::: READING TEXT :::

Sheldon Jacobson: March Madness and advanced analytics
March Madness begins March 15. Blue-blood programs like Villanova, Duke and Kansas are locks to make the tournament. Mid-majors like Loyola-Chicago and Murray State hope to pull upsets and advance to the second weekend. Virginia Commonwealth and BYU are just hoping for a spot in the Big Dance.
College basketball fans, and many others, participate in the tournament by filling out brackets. With 64 teams in the main bracket, after the First Four are played, there are 9,223,372,036,854,775,808 possible ways to do this.
Most people cannot fathom the magnitude of this number, over 9.2 quintillion. If every person in the United States filled in 900 brackets every second, it would take around one year to cover every bracket. Computations like this provide a glimpse into how advanced analytics can be used to provide insights into numbers that are beyond anyone’s imagination to grasp.
Not all these brackets have the same likelihood of occurring. Is there a way to parse through and identify the number of likely brackets? Advanced analytics can help here as well. Just like when we are at a grocery store and want to check out, we look for the lane with the shortest queue and is moving the fastest. That is advanced analytics thinking, though we rarely recognize it as such. That same thinking can be used to reduce the number of possible brackets down to the number of reasonably plausible brackets, though this number is still quite large.
Historical data since 1985 shows that picking teams that are highly seeded to reach the Final Four makes sense. What is the ideal combination of seeds? How about two No. 1 seeds, one No. 2 seed, and another team seeded between No. 3 and No. 12? Advanced analytics encourages the data to speak, and when building brackets, listening to the data makes sense. That is the same kind of data-informed thinking used to compute credit scores, which evaluate the likelihood that a loan will be repaid. A good credit rating means you are likely to be a good credit risk. Using historical data to identify trends can push the odds in your favor.

::: RAW DATA :::

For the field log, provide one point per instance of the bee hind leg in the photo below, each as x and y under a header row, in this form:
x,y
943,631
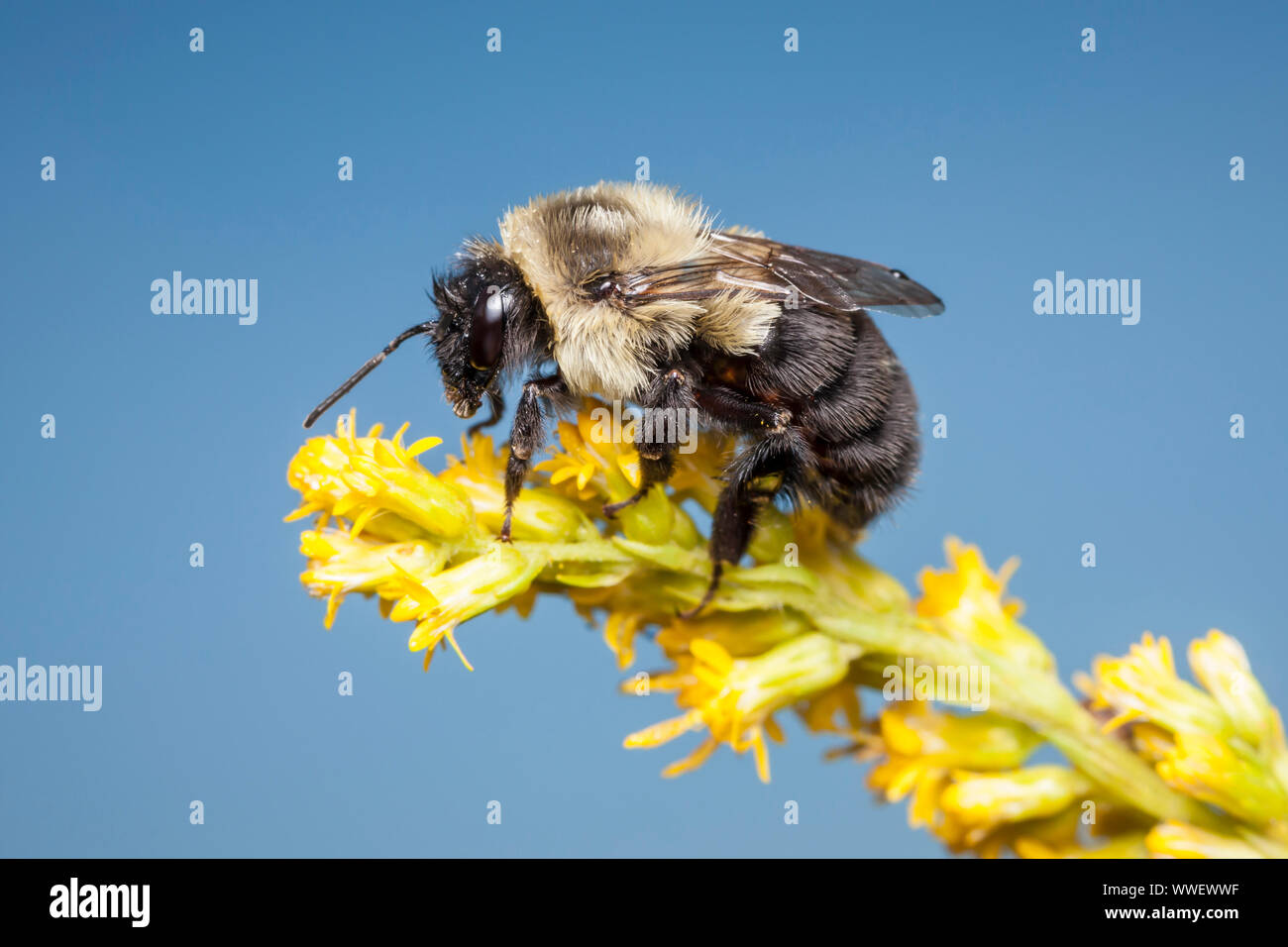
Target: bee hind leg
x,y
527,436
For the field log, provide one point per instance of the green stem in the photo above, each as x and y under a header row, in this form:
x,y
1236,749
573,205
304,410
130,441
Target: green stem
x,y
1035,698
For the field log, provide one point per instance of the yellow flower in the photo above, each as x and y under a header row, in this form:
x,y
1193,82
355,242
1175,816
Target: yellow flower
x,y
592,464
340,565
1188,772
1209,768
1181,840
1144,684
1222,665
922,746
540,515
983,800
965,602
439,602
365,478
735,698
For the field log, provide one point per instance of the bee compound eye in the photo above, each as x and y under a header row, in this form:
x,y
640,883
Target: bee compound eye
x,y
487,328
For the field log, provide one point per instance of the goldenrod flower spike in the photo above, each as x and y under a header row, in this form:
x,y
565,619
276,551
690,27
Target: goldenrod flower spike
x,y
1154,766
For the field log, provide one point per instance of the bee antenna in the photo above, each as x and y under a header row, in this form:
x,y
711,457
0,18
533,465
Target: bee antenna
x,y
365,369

:::
::: RAW DATA :::

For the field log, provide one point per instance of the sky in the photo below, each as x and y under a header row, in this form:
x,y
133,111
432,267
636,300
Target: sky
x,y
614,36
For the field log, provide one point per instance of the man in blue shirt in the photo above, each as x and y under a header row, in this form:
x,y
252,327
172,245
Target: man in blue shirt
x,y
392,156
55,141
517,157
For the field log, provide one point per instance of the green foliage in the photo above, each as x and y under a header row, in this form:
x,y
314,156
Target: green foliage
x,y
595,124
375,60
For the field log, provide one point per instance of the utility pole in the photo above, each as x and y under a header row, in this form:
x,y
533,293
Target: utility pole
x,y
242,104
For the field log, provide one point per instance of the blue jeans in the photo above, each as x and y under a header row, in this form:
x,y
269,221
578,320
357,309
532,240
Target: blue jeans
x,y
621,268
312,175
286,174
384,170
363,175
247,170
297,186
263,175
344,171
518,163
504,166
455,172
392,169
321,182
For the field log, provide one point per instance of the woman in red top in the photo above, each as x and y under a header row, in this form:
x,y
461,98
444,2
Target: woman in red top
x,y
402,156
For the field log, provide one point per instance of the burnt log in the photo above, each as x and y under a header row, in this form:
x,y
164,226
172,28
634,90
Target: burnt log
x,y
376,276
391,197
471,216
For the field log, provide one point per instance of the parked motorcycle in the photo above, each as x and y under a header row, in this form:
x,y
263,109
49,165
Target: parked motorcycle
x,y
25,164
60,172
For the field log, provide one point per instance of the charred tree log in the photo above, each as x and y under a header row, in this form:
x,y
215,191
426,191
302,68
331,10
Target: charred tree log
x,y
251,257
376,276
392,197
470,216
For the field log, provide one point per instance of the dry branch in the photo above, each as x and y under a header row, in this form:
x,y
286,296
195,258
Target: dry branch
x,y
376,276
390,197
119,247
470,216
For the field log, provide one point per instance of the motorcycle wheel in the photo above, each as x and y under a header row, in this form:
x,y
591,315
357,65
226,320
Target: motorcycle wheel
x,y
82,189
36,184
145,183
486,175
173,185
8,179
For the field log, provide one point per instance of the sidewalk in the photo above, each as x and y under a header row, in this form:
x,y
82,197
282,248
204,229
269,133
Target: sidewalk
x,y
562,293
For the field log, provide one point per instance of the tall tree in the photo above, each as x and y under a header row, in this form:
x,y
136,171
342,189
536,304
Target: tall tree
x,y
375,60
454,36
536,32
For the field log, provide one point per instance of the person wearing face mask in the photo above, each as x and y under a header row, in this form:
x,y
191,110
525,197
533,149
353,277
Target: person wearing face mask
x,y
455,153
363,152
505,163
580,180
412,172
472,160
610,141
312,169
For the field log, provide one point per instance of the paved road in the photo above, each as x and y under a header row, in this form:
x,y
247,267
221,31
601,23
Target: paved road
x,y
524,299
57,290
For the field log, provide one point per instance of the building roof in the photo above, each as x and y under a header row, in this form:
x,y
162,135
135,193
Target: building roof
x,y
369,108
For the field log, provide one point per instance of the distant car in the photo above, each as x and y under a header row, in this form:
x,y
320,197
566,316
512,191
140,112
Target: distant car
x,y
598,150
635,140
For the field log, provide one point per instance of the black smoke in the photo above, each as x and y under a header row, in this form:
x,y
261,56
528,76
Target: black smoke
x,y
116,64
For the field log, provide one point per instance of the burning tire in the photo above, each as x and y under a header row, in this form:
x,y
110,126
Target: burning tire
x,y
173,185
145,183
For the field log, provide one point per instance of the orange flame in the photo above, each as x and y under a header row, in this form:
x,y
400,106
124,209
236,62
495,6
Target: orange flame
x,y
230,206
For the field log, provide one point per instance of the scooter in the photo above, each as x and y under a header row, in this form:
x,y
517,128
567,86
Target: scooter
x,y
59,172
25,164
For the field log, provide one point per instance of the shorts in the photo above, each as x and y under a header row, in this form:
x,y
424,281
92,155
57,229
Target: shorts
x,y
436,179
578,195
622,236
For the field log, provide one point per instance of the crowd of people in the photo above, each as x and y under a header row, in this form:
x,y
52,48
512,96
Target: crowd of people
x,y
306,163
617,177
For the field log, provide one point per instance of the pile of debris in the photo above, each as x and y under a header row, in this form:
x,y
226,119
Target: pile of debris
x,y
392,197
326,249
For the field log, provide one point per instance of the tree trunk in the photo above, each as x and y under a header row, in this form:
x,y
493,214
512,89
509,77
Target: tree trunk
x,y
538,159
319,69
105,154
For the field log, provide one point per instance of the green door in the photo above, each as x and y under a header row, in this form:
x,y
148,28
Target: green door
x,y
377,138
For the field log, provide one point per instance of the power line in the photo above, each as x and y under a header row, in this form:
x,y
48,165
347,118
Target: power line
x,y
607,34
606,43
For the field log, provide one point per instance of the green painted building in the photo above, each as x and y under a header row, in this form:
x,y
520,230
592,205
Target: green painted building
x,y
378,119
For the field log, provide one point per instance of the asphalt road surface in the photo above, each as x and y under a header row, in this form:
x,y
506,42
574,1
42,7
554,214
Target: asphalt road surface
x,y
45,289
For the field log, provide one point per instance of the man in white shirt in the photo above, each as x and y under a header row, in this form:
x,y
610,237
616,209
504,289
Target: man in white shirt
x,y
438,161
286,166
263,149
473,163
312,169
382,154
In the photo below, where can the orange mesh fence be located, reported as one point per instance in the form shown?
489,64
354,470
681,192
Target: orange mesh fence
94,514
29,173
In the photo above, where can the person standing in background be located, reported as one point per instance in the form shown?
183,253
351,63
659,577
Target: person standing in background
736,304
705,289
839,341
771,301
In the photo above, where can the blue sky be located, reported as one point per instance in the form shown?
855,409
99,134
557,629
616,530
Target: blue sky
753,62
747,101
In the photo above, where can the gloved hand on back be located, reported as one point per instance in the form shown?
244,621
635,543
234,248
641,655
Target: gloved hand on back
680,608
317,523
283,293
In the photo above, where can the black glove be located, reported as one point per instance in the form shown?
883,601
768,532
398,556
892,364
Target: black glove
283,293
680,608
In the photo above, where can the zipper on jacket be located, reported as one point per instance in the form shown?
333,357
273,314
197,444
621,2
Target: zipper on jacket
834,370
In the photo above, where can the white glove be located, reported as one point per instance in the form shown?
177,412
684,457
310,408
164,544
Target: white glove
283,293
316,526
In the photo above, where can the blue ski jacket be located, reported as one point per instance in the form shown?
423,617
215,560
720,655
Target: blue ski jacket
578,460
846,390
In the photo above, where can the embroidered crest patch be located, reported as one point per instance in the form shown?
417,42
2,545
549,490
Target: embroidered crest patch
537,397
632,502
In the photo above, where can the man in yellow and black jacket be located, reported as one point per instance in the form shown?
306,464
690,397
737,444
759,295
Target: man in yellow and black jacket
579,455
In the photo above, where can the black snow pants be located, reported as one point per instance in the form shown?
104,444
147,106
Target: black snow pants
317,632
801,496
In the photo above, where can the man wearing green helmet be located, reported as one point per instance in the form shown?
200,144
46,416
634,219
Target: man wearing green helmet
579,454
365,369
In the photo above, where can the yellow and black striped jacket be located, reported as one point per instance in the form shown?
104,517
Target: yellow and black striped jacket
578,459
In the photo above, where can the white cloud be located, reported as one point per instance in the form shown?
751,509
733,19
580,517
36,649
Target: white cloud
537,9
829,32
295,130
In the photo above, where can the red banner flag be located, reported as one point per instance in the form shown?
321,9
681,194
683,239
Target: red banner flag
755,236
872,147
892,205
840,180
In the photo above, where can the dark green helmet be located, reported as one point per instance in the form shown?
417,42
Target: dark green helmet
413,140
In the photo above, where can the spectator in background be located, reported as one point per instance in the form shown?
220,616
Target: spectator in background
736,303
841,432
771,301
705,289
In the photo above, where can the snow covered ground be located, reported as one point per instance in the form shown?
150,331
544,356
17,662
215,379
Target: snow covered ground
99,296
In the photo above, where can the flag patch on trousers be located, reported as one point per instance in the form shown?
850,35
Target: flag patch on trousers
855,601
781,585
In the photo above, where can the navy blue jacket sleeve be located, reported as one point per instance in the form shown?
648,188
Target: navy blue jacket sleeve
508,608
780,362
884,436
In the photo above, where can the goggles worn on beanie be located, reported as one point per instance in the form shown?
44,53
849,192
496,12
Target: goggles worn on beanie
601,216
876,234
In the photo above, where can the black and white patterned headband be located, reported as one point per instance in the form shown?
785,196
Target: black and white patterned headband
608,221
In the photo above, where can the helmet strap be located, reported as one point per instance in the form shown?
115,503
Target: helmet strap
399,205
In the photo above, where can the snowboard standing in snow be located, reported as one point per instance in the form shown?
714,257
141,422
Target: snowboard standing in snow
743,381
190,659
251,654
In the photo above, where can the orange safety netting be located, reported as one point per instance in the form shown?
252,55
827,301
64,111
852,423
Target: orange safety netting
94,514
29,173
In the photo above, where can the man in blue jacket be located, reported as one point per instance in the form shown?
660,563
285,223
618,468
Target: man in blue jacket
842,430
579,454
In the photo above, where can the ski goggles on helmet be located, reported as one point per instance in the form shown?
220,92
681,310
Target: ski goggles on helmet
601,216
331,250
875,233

:::
::: RAW DATA :::

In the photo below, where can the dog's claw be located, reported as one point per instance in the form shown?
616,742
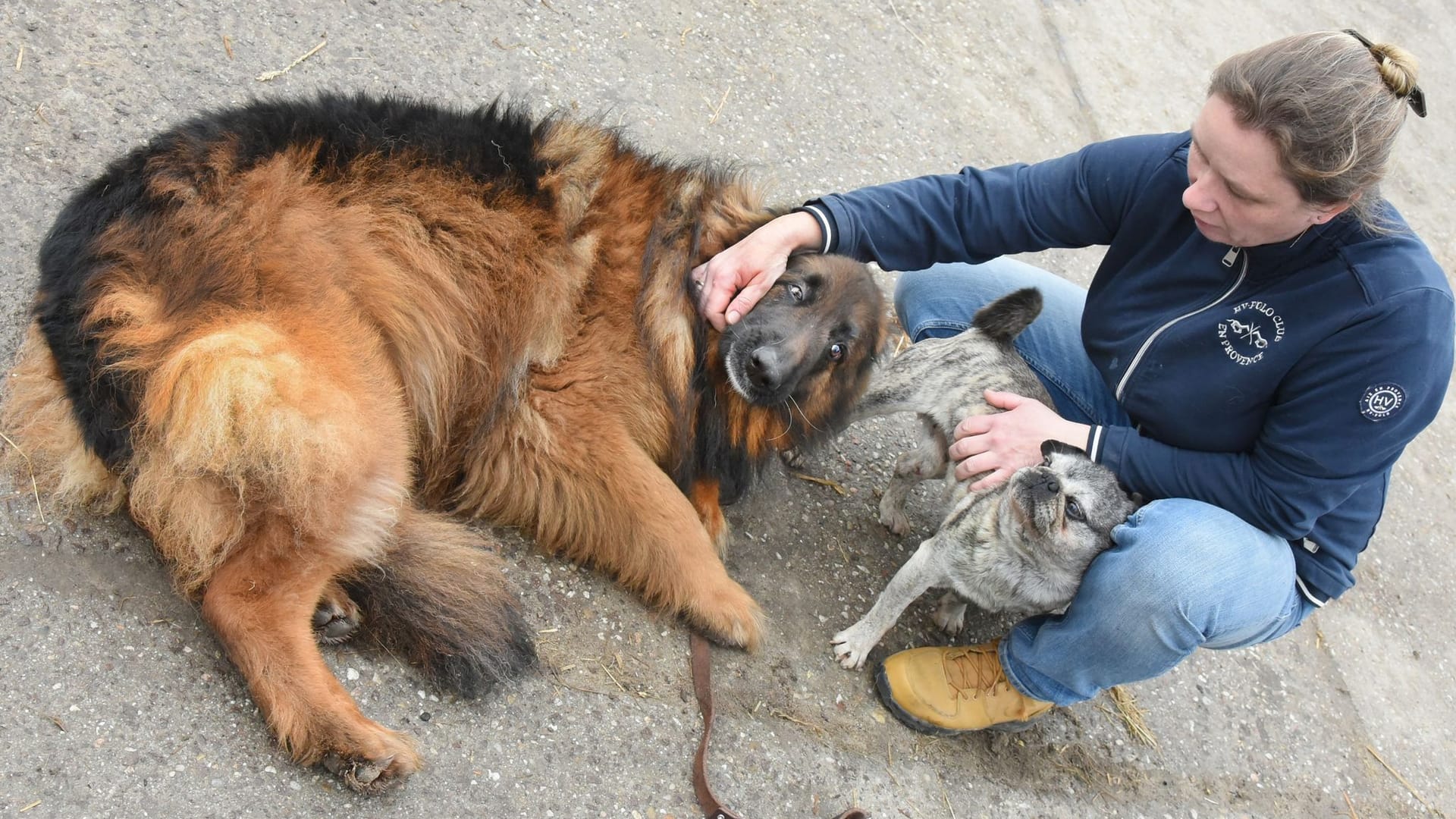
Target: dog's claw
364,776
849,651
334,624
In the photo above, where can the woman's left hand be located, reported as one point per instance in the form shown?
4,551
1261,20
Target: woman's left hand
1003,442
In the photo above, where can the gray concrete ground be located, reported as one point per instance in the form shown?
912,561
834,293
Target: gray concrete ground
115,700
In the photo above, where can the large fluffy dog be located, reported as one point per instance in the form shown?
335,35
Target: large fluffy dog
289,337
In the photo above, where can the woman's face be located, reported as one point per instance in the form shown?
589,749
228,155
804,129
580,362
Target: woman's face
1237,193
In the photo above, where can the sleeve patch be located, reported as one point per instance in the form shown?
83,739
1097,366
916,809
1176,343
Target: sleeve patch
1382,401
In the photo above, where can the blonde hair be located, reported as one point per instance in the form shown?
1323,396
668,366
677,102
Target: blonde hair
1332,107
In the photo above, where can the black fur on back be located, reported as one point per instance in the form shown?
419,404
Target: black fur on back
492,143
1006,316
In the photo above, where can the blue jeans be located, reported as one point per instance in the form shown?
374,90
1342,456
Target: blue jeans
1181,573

:::

• **REQUIRED ACTIONS**:
1. Write out the article on March Madness and advanced analytics word for word, starting at "Sheldon Jacobson: March" and ending at "the Big Dance.".
2. Write the next part of the article on March Madness and advanced analytics, picking up after its last sentence.
The entries play no part in what comes next.

• **ANSWERS IN ORDER**:
1.
Sheldon Jacobson: March Madness and advanced analytics
March Madness begins March 15. Blue-blood programs like Villanova, Duke and Kansas are locks to make the tournament. Mid-majors like Loyola-Chicago and Murray State hope to pull upsets and advance to the second weekend. Virginia Commonwealth and BYU are just hoping for a spot in the Big Dance.

2.
But what about upsets? They are what make the games fun to watch and draw the most attention. When a team seeded No. 12 defeats a team seeded No. 5, how can that be predicted? Upsets are guaranteed to occur. The hard part is knowing which teams they will be. This is about informed decision-making under uncertainty, an important component of advanced analytics, and a challenge we all face on a daily basis.
Take for example weather forecasting. It gives “chances” of rain and snow, yet these weather events may never occur. Nothing is for sure and absolute, yet we must make decisions to prepare for the unexpected. Looking for clues to help inform such decisions is like looking for team statistics that could predict an upset. Difficult? Yes. Possible? Certainly. Dealing and responding during the pandemic demonstrates how hard it can be to make decisions and choices with incomplete information.
Though advanced analytics may not be obviously seen directly on the basketball court during March Madness, every fan and spectator can use such thinking to fill out their brackets and perhaps enjoy the games.
Data analytics and decision-making under uncertainty are in the crosshairs of advanced analytics. Every upset is an opportunity to reveal the unexpected. Every team matchup is an opportunity to demonstrate advanced analytic insights.
Advanced analytics is ubiquitous across our lives, yet many rarely interpret it as such. With March Madness, advanced analytics is on full display for every person, young and old, to employ when filling out a bracket. When the tournament begins, advanced analytics may not explain why March Madness captures everyone’s attention, but it certainly is at work when we put pen to paper in our office pool.
Sheldon Jacobson is a professor of computer science at the University of Illinois at Urbana-Champaign and founder of the Bracketodds website, a STEM learning lab at the university.